Challenges →
**1.** Pick out every line in the entries that contains the string "sleeve", and copy each one. Match case exactly.
**2.** Carry on the passage about spiritual food and the Word, starting after its last sentence.

Text section →
------
4. That what is celestial and spiritual constitutes the food of angels, is manifest from the Lord's words, that is, from the life of the Lord, from which everything celestial and spiritual proceeds. A. 276.
What celestial and spiritual food is, can be best known in the other life. The life of spirits and angels is not supported by any food like that of this world, but by every word which comes forth from the mouth of the Lord, as the Lord Himself teaches. The fact is that the Lord Himself is the life of all. From Him comes all and everything which angels and spirits think, speak, and do. Also all which evil spirits think, speak, and do. The reason why the latter speak and do what is evil, is, because all the goods and truths which are of the Lord, they receive and pervert. Reception and affection are according to the form of the recipient. A. 681.
The word denotes the Lord's doctrine, and words signify the things which appertain to His doctrine. A. 1288.
What is uttered from the mouth of Jehovah is in general the Divine truth which proceeds from the Lord, thus every truth of wisdom, and specifically the Word, in and from which are the things that relate to wisdom. A. 5576.
That by spiritual meat and drink — that is by good and truth — the soul of man, or the internal man is sustained, is manifest from the Lord's words. The enunciation of the mouth of Jehovah is the good and the truth which proceed from Him. A. 5915.
All things which relate to food, as bread, flesh, wine, water, and several other things, in the spiritual sense in the Word signify such things as relate to spiritual nourishment. A. 9003.
In the Word alone there is spirit and life, since by it man has conjunction with the Lord, and consociation with the angels. S. 69.
The reason why the consociation of man with the angels is effected by the natural or literal sense of the Word, is because in every man from creation there are three degrees of life, the celestial, spiritual, and natural. A man however is in the natural degree so long as he continues in this world, and at the same time he is so far in the angelic spiritual degree as he is in genuine truths, and so far in the angelic celestial as he is in a life according to those truths ; but still he does not come
into the spiritual itself, and the celestial itself until after death, because these two are enclosed and stored within the natural ideas. When the natural passes away by death the spiritual and celestial remain, and the ideas of his thought then come from them. It must therefore appear evident that the Word alone contains spirit and life, as the Lord says. T. 239.
------
Records supplied →
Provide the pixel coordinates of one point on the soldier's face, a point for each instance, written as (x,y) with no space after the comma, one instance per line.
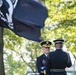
(46,50)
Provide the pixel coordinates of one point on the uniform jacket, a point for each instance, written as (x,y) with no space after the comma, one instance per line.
(58,60)
(41,63)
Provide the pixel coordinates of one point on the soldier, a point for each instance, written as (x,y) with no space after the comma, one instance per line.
(42,60)
(58,60)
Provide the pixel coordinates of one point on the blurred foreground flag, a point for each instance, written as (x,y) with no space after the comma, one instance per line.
(23,17)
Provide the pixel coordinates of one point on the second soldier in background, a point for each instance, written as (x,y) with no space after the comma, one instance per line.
(58,60)
(42,60)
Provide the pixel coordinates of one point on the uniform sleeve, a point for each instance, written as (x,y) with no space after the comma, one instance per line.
(48,68)
(38,65)
(69,63)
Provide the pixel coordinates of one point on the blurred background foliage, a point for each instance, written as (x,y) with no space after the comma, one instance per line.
(20,53)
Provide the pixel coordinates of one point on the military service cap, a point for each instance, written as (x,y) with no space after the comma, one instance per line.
(46,44)
(58,41)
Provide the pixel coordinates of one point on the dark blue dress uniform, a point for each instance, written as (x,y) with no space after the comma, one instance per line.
(42,60)
(58,61)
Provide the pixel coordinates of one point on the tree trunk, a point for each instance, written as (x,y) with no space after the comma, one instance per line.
(1,53)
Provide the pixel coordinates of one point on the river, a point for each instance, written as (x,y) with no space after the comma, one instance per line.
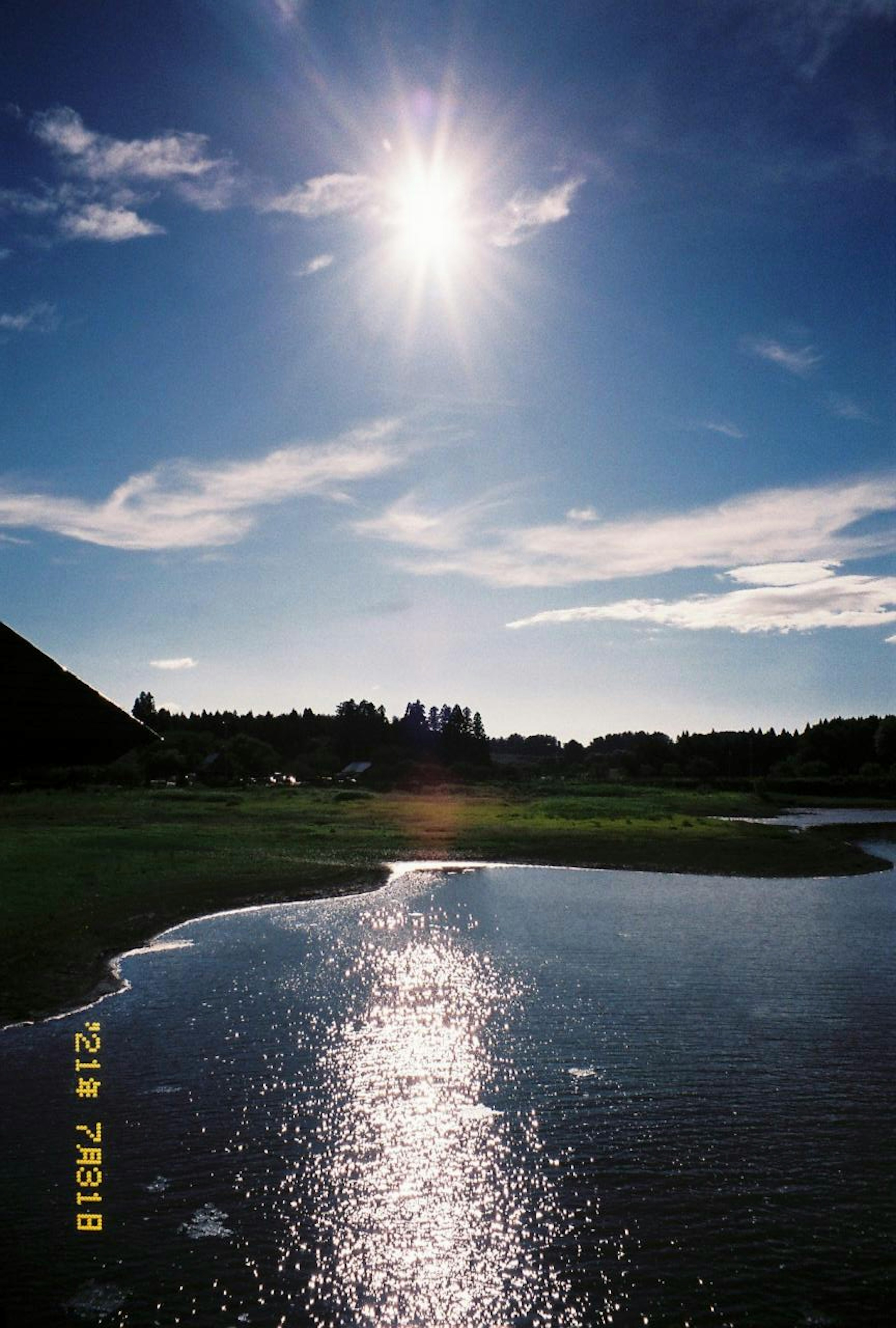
(509,1097)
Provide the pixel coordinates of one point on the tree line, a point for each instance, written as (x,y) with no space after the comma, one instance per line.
(830,748)
(228,746)
(225,744)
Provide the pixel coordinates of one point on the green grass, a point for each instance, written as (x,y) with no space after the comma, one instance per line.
(90,874)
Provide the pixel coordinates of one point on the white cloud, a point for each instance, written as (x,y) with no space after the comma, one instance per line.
(168,157)
(289,10)
(800,360)
(784,574)
(529,212)
(315,265)
(729,431)
(809,31)
(830,602)
(185,505)
(770,526)
(847,410)
(324,196)
(98,200)
(98,222)
(28,205)
(36,318)
(186,662)
(407,524)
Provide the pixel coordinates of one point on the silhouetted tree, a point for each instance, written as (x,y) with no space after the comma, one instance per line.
(144,708)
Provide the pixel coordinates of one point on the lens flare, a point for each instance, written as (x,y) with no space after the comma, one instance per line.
(428,218)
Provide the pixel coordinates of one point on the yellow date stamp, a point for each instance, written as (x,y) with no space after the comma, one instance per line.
(88,1162)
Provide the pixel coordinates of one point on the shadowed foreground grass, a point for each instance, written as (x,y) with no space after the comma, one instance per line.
(90,874)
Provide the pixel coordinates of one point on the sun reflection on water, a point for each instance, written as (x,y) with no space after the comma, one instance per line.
(428,1204)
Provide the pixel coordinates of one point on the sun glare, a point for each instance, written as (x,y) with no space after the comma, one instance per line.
(428,217)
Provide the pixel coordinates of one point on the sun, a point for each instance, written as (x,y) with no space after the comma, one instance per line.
(428,220)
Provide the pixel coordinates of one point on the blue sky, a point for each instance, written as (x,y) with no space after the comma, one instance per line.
(532,356)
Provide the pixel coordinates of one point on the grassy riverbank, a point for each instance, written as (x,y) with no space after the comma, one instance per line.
(87,876)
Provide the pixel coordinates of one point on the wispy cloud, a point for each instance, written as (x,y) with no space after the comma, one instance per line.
(405,522)
(108,179)
(800,360)
(168,157)
(346,194)
(36,318)
(98,222)
(529,212)
(315,265)
(186,505)
(847,410)
(326,196)
(287,11)
(809,31)
(784,574)
(724,427)
(776,525)
(854,602)
(185,662)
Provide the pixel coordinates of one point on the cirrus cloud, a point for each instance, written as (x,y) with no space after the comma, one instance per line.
(184,662)
(801,607)
(188,505)
(810,524)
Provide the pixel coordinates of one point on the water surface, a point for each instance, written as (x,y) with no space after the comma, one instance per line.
(500,1097)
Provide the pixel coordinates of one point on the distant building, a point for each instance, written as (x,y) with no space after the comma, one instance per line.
(48,716)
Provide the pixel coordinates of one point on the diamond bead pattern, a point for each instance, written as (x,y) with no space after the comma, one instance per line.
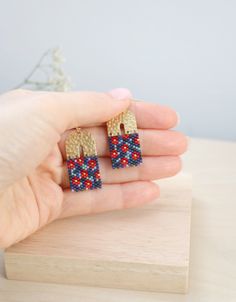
(84,173)
(125,150)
------
Results for each task →
**1.**
Provide the pixel coordinates of one point on the uniform sleeve, a point for each instance, written as (x,y) with no space after the comma, one instance per line.

**2.**
A holy Divine from the Lord through the heavens flows in with the man in the world who acknowledges the Divinity of the Lord, and the Sanctity of the Word, whilst he reads it. Such a man can be instructed and derive wisdom from the Word, as from the Lord Himself, or from heaven itself, in proportion to his love thereof, and thus be nourished with the same food with which the angels themselves are nourished, in which there is life, according to the words of the Lord (John vi. 63 ; iv. 14 ; vi. 27). Such is the Word. E. 1074.
Verse quoted. N. 218.

5Then the devil taketh him up into the holy city, and setteth him on a pinnacle of the temple,
6And saith unto him, If thou be the Son of God, cast thyself down: for it is written, He shall give his angels charge concerning thee: and in their hands they shall bear thee up, lest at any time thou dash thy foot against a stone.
7Jesus said unto him, It is written again, Thou shalt not tempt the Lord thy God.

5. Jerusalem was called the holy city, because it signified the church as to the doctrine of truth, and Divine truth proceeding from the Lord is what is called holy. That without such representation and signification thence derived that city was not at all holy, but rather profane, is evident from this circumstance, that the Lord was there rejected and crucified. E. 223.
5-7. See Chapter IV., 1-11. A. 1690.
6-7. That the Son of God or the Lord as to good in the Divine Humanity could not be tempted, is also evident from the Lord's answer to the tempter in the evangelists. A. 2813.
7, 10. That the Lord our God, Mark xii. 29-31, is the Lord may be seen, also that Jehovah in the Old Testament is called Lord in the New. A. 4766.
Verses 7 and 10 quoted. D. P., Page 46.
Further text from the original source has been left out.